Write out each of the rows below word for word, leaving out the pictures.

===== DATA TO PROCESS =====

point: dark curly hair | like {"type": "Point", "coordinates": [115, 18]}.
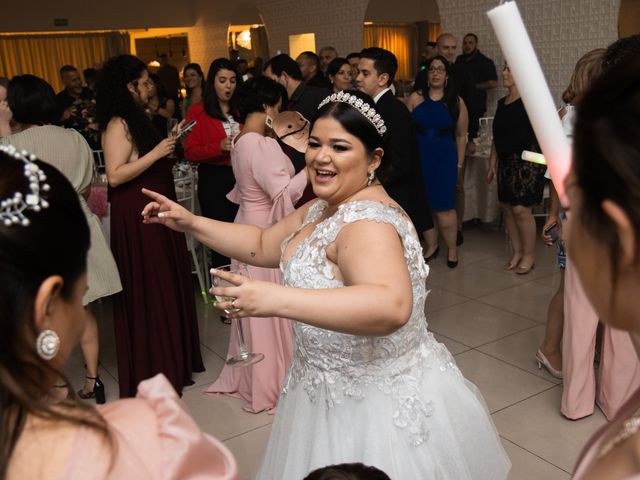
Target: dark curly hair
{"type": "Point", "coordinates": [209, 97]}
{"type": "Point", "coordinates": [606, 153]}
{"type": "Point", "coordinates": [196, 68]}
{"type": "Point", "coordinates": [347, 471]}
{"type": "Point", "coordinates": [336, 64]}
{"type": "Point", "coordinates": [450, 98]}
{"type": "Point", "coordinates": [257, 92]}
{"type": "Point", "coordinates": [32, 100]}
{"type": "Point", "coordinates": [25, 378]}
{"type": "Point", "coordinates": [113, 99]}
{"type": "Point", "coordinates": [354, 122]}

=====

## FULL SOLUTION
point: dark curly hair | like {"type": "Point", "coordinates": [115, 18]}.
Target: dark curly hair
{"type": "Point", "coordinates": [209, 97]}
{"type": "Point", "coordinates": [606, 153]}
{"type": "Point", "coordinates": [196, 68]}
{"type": "Point", "coordinates": [347, 471]}
{"type": "Point", "coordinates": [336, 64]}
{"type": "Point", "coordinates": [450, 98]}
{"type": "Point", "coordinates": [257, 92]}
{"type": "Point", "coordinates": [32, 100]}
{"type": "Point", "coordinates": [25, 378]}
{"type": "Point", "coordinates": [113, 99]}
{"type": "Point", "coordinates": [354, 122]}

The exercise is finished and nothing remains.